__DOCUMENT PASSAGE__

◇ ◇ ◇ ◇

To: Palo Alto IPA Mike Gennaco, Palo Alto
Police Chief Andrew Binder, Palo Alto City
Manager Ed Shikada and the Palo
Alto City Council
From: Aram James
April 27, 2025
During the Independent Police Auditor’s Study Session, April 21, 2025, there were some comments made by Palo Alto City Council Member Pat Burt about Tasers. Council Member Burt referred to Tasers as a tool. Both IPA Michael Gennaco and police Chief Andrew Binder know that the manufacturer’s (Axon) eight-page warning never once refers to a Taser as a tool.
Instead, more than 100 times, the warning refers to Tasers as a weapon with multiple examples of how failure to follow the specific, complex, and medically and psychologically focused warnings can result in serious injury or death. Neither Chief Binder nor IPA Gennaco, despite their intimate knowledge of the manufacturer’s 4500-word warning, attempted to correct Pat Burt’s mischaracterization of Tasers as a Tool, not a deadly weapon. Failure to correct Burt regarding the actual dangers associated with Tasers left the rest of the city council and the public attending the meeting with the possible false impression that Tasers are less than a potentially deadly weapon.

◇ ◇ ◇ ◇

__DATA EXCERPTS__

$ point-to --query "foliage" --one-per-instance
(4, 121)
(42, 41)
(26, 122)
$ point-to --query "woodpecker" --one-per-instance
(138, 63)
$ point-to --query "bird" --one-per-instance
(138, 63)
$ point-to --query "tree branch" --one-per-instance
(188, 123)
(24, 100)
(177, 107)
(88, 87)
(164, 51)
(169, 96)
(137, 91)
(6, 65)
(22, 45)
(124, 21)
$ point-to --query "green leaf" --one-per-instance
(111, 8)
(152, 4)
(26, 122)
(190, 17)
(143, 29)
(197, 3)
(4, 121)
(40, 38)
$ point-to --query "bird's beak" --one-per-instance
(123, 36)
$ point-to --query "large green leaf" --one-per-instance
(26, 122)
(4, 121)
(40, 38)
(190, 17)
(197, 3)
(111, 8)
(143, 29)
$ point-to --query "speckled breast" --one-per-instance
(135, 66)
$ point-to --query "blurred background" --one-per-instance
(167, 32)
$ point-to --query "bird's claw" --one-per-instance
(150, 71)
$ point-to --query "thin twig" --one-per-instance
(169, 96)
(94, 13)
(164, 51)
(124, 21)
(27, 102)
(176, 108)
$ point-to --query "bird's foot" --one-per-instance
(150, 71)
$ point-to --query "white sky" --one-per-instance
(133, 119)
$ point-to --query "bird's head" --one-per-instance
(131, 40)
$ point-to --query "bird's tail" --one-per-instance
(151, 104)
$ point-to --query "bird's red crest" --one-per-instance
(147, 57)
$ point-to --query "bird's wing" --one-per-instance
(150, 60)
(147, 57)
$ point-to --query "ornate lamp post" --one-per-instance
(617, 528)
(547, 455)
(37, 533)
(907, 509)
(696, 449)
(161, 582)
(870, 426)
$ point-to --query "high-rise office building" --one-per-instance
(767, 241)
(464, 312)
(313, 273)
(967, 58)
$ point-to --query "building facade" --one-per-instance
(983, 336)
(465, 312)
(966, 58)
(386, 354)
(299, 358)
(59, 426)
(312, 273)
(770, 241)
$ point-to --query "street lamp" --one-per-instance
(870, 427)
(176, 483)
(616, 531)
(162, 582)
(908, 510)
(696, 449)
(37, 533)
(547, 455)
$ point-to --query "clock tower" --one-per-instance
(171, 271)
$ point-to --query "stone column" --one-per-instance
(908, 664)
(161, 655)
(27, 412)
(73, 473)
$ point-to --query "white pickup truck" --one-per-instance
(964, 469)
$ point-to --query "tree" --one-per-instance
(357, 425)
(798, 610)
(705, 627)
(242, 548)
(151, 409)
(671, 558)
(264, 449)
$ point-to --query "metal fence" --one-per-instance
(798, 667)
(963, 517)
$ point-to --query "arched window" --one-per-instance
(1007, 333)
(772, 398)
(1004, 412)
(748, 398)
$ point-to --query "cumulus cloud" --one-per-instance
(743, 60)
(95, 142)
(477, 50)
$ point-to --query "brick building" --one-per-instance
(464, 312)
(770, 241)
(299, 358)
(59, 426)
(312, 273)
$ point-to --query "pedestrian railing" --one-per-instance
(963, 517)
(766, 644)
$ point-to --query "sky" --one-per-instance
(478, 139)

◇ ◇ ◇ ◇

Copy out the letter about Tasers above word for word, in full.

To: Palo Alto IPA Mike Gennaco, Palo Alto
Police Chief Andrew Binder, Palo Alto City
Manager Ed Shikada and the Palo
Alto City Council
From: Aram James
April 27, 2025
During the Independent Police Auditor’s Study Session, April 21, 2025, there were some comments made by Palo Alto City Council Member Pat Burt about Tasers. Council Member Burt referred to Tasers as a tool. Both IPA Michael Gennaco and police Chief Andrew Binder know that the manufacturer’s (Axon) eight-page warning never once refers to a Taser as a tool.
Instead, more than 100 times, the warning refers to Tasers as a weapon with multiple examples of how failure to follow the specific, complex, and medically and psychologically focused warnings can result in serious injury or death. Neither Chief Binder nor IPA Gennaco, despite their intimate knowledge of the manufacturer’s 4500-word warning, attempted to correct Pat Burt’s mischaracterization of Tasers as a Tool, not a deadly weapon. Failure to correct Burt regarding the actual dangers associated with Tasers left the rest of the city council and the public attending the meeting with the possible false impression that Tasers are less than a potentially deadly weapon.